→ What is needed: If an entry holds a picture, skip the picture but copy everything else exactly.

→ Task inputs:
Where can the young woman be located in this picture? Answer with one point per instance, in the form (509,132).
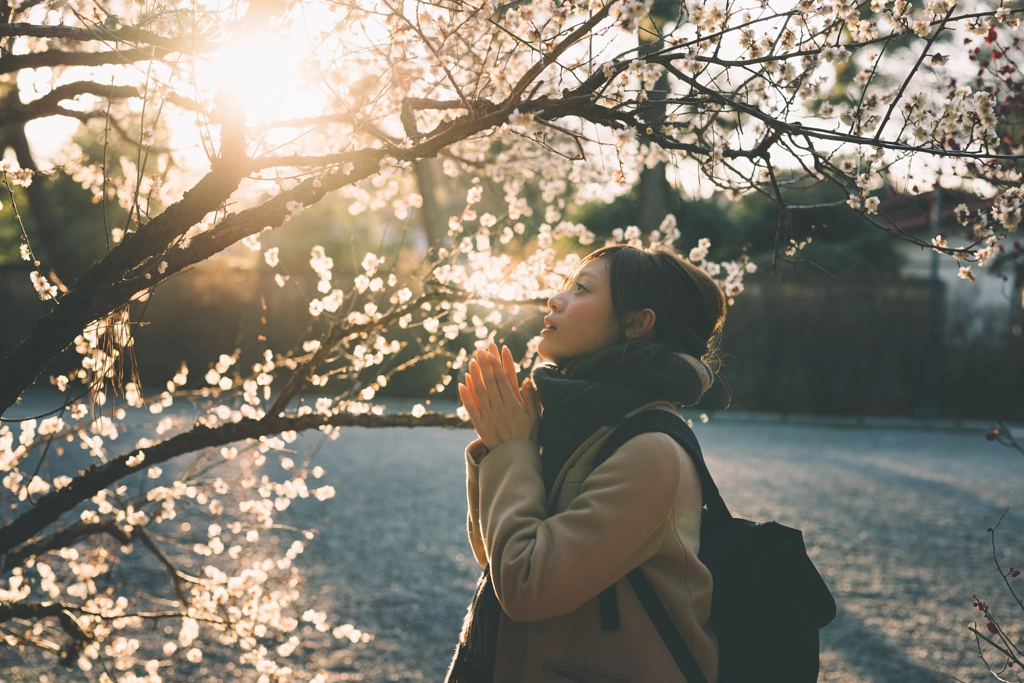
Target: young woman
(626,334)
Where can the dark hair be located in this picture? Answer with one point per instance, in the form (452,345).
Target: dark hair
(689,306)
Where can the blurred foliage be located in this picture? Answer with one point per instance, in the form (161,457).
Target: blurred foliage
(843,243)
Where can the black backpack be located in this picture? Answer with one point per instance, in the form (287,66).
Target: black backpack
(768,600)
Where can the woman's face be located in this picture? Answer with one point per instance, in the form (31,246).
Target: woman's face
(582,318)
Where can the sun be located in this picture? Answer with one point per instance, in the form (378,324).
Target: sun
(269,76)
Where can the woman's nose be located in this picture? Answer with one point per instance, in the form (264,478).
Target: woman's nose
(554,303)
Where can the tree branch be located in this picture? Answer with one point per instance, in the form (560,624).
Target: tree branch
(50,507)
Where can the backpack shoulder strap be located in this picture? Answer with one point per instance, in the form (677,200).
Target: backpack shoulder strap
(675,426)
(663,421)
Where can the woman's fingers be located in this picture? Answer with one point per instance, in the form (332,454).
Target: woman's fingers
(501,383)
(480,390)
(492,380)
(471,386)
(470,404)
(508,365)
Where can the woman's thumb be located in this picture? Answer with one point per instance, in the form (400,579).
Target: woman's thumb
(530,393)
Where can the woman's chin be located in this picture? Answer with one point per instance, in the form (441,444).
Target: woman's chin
(544,350)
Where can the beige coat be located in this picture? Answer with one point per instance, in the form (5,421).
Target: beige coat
(641,507)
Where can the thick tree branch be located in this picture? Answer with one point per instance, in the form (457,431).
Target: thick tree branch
(122,35)
(14,62)
(97,292)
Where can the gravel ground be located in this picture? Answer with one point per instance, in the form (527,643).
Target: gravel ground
(895,520)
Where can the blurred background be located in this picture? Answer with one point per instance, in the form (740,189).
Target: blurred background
(868,326)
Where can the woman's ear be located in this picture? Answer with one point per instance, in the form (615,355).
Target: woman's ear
(640,324)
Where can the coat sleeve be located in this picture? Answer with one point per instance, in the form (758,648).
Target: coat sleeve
(547,566)
(474,453)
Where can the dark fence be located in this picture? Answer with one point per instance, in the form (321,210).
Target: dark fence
(846,347)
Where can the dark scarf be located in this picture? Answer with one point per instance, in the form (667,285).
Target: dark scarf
(622,380)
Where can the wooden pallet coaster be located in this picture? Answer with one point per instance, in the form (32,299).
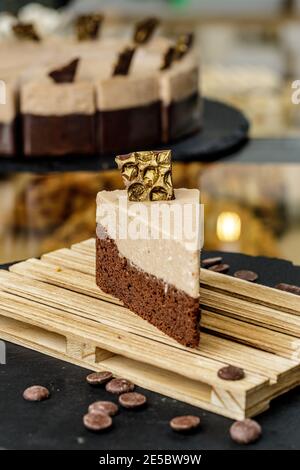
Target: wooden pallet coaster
(53,306)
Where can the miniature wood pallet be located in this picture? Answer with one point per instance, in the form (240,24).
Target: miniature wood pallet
(53,306)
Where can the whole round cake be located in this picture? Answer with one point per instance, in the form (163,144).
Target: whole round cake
(90,93)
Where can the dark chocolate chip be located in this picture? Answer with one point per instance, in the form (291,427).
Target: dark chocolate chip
(250,276)
(25,31)
(220,268)
(36,393)
(107,407)
(97,421)
(124,61)
(206,263)
(118,386)
(99,378)
(288,288)
(231,373)
(132,400)
(245,432)
(144,30)
(185,423)
(65,74)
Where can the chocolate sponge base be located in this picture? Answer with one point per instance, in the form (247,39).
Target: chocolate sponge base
(172,311)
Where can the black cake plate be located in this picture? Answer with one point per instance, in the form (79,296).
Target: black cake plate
(225,130)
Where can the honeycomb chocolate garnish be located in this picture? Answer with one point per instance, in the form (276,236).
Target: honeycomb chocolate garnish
(65,74)
(144,30)
(130,171)
(158,194)
(137,192)
(87,26)
(147,175)
(124,62)
(25,31)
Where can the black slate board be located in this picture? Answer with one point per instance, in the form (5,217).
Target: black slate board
(225,131)
(57,423)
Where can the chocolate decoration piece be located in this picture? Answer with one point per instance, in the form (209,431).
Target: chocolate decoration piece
(147,175)
(87,26)
(288,288)
(183,45)
(169,58)
(144,30)
(25,31)
(124,62)
(65,74)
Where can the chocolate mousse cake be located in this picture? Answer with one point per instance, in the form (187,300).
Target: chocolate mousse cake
(128,113)
(145,253)
(58,114)
(126,93)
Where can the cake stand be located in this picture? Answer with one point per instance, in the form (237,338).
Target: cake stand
(225,130)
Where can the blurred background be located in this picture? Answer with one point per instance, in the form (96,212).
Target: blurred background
(249,55)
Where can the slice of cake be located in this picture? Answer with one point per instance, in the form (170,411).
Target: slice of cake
(148,246)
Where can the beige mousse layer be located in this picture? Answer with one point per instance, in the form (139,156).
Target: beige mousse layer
(174,260)
(123,92)
(45,98)
(180,82)
(8,89)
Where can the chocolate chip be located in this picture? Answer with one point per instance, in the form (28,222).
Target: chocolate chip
(99,378)
(124,61)
(231,373)
(36,393)
(132,400)
(107,407)
(97,421)
(185,423)
(250,276)
(144,30)
(219,268)
(288,288)
(206,263)
(245,432)
(65,74)
(25,31)
(118,386)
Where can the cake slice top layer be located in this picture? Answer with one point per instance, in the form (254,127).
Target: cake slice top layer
(160,238)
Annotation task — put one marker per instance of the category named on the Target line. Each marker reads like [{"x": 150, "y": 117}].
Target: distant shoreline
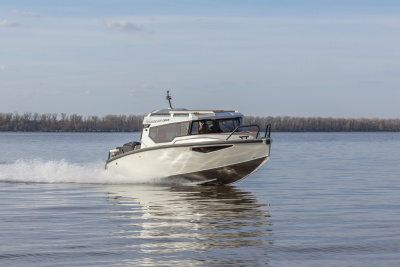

→ Reply:
Where can the young woman be located in this picture? Answer with one point per instance, in the form (509,132).
Target: young woman
(626,334)
Where can the dark hair be located in this picture? Answer with one point per instance, in the form (452,345).
Target: dark hair
(689,306)
Where can the blurred foliage be located in this picture? Answer with one point per instance, in the form (161,457).
Target: blurred foliage
(843,243)
Where can the black backpack be located in this picture? Answer with one point per instance, in the form (287,66).
Target: black backpack
(768,600)
Where can the woman's face be located in this picture? Answer with one point per instance, in the form (31,246).
Target: woman's face
(582,318)
Where can the sun be located in this picture? Answer with one point per instance, in the form (378,324).
Target: sun
(269,76)
Where can the woman's nose be located in this picture? Answer with one point per instance, in the form (264,478).
Target: woman's nose
(554,303)
Where can the tree branch be located in this picture? Answer with one point per instance, in the form (560,624).
Target: tree branch
(50,507)
Where can the backpack shoulder strap be located in this picture? Answer with one point per instance, in the form (677,200).
Target: backpack shoulder strap
(675,426)
(663,421)
Where can the woman's fingers be located in this picture? Answer with one point per instance, in the form (332,454).
Target: woman's fingers
(501,383)
(480,390)
(492,380)
(471,386)
(470,404)
(508,365)
Where can the woman's thumb be located in this picture? Answer with one point per instance, in the form (400,579).
Target: woman's thumb
(530,393)
Where can the woman's chin be located in this picture? Answer with one point per instance, in the form (441,444).
Target: woman's chin
(544,350)
Where can the beige coat be located in this picture? Answer with one point per instance, in the form (5,421).
Target: beige coat
(641,507)
Where can the thick tree branch be located in this picture? Answer with one point per instance, in the form (457,431).
Target: thick tree branch
(122,35)
(14,62)
(97,292)
Where can the gravel ground be located in this picture? Answer with one point per instance, in the form (527,643).
Target: gravel ground
(895,520)
Where can the blurred background be located in this picture? Answer with one point per instance, in the form (740,189).
Target: blurred background
(868,326)
Where can the woman's ear be located in this picture? Answer with one point per instance, in the form (615,355).
Target: woman's ear
(640,324)
Where can the coat sleeve be located in this picture? Answer with one point per instance, in the form (758,648).
Target: coat sleeve
(547,566)
(474,453)
Where can the dark fence be located in this picture? Answer with one point per instance, in the form (321,210).
Target: dark fence
(846,347)
Where can the dark scarf be located in this picture? Answer with one point per instance, in the form (667,285).
Target: dark scarf
(622,380)
Where can the wooden pallet coaster be located in this picture? Answer with one point per instance, in the form (32,299).
Target: wooden pallet coaster
(53,306)
Where can the miniature wood pallet be located in this picture? Answer with one point per instance, in the form (240,24).
Target: miniature wood pallet
(53,306)
Where can the whole round cake be located in this picture? Answer with one point per instance, in the form (163,144).
Target: whole round cake
(90,93)
Where can the dark chocolate chip be located in this picture? Answer with one point per instance, in the form (291,427).
Target: dark chocolate chip
(250,276)
(25,31)
(220,268)
(36,393)
(107,407)
(97,421)
(124,61)
(206,263)
(118,386)
(99,378)
(288,288)
(231,373)
(132,400)
(245,432)
(144,30)
(185,423)
(65,74)
Where can the chocolate sponge base be located in this picture? Answer with one point per instance, in the form (247,39).
Target: chocolate sponge base
(172,311)
Where can the black cake plate be located in this picture? Answer with one point per instance, in the form (79,296).
Target: black cake plate
(225,130)
Where can the honeycomb chocolate garnish be located in this picture? Answer with one point per instance, in the form (276,236).
Target: honeycomb chocolate garnish
(65,74)
(144,30)
(130,171)
(158,194)
(137,192)
(87,26)
(147,175)
(124,62)
(25,31)
Where can the black slate board be located in this picture? Answer with one point per instance, in the form (5,217).
Target: black slate board
(225,131)
(57,423)
Where can the chocolate decoration piece be located in this picture? Answer with one point per instance, in the form (209,431).
Target: chocolate decoration piece
(147,175)
(87,26)
(288,288)
(183,45)
(169,58)
(144,30)
(25,31)
(124,62)
(65,74)
Where can the chocolate mousse cake be located in this picture? Answer with one point per instance, in the form (187,300).
Target: chocolate mousse cake
(128,113)
(145,253)
(58,114)
(126,93)
Where can the cake stand be located in this picture? Answer with one point per instance, in the form (237,338).
Target: cake stand
(225,130)
Where can the blurred background be located in this picture? Answer with one point per instance, in the form (96,212).
Target: blurred background
(249,55)
Where can the slice of cake be located in this picture? Answer with one point per instance, in the form (170,411).
Target: slice of cake
(148,246)
Where can the beige mousse layer be located in this picture? Answer with one point per instance, in the form (139,156).
Target: beige mousse layer
(174,260)
(123,92)
(45,98)
(180,82)
(8,89)
Where can the chocolate chip be located in this picture? Answer with one point per instance, in the form (28,222).
Target: chocolate chip
(99,378)
(124,61)
(231,373)
(36,393)
(132,400)
(107,407)
(97,421)
(185,423)
(250,276)
(144,30)
(219,268)
(288,288)
(206,263)
(245,432)
(65,74)
(25,31)
(118,386)
Where can the cake slice top layer be located in this picture? Answer with one point per instance, in the form (254,127).
Target: cake slice top layer
(160,238)
Annotation task — put one marker per instance of the category named on the Target line. Each marker reads like [{"x": 150, "y": 117}].
Target: distant shoreline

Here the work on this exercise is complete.